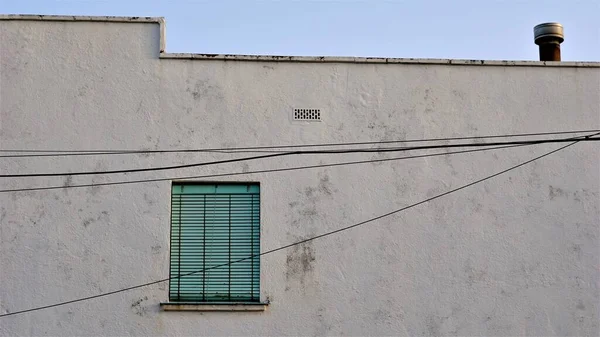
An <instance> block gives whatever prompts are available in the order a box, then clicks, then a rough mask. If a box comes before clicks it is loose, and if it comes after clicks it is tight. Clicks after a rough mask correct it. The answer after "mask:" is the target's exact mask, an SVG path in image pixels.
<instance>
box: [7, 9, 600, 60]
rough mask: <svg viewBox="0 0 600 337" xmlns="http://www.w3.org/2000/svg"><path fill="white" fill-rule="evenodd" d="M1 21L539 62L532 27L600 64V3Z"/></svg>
mask: <svg viewBox="0 0 600 337" xmlns="http://www.w3.org/2000/svg"><path fill="white" fill-rule="evenodd" d="M0 13H3V14H66V15H117V16H162V17H165V19H166V21H167V52H187V53H215V54H217V53H225V54H268V55H314V56H378V57H407V58H410V57H414V58H459V59H488V60H506V59H508V60H536V59H537V58H538V49H537V46H536V45H535V44H534V43H533V26H535V25H536V24H538V23H542V22H549V21H557V22H560V23H562V24H563V26H564V27H565V42H564V43H563V44H562V58H563V60H564V61H600V19H599V18H600V0H562V1H557V0H547V1H544V0H520V1H519V0H504V1H503V0H479V1H473V0H456V1H451V0H450V1H405V0H163V1H153V0H117V1H115V0H0Z"/></svg>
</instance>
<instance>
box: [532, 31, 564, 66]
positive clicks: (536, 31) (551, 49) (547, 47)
mask: <svg viewBox="0 0 600 337" xmlns="http://www.w3.org/2000/svg"><path fill="white" fill-rule="evenodd" d="M533 37H534V41H535V44H537V45H539V46H540V61H560V59H561V58H560V44H561V43H562V42H563V41H564V40H565V35H564V32H563V27H562V25H561V24H560V23H558V22H547V23H542V24H539V25H537V26H535V27H533Z"/></svg>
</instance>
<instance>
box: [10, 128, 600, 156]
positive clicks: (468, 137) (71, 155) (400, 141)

• _Task directions_: Output the lines from the one holding "box: [10, 128, 600, 156]" to the last line of the material, inclusive, exactly as they appear. Add no others.

• _Written solution_:
box: [10, 128, 600, 156]
positive clicks: (468, 137) (71, 155) (400, 141)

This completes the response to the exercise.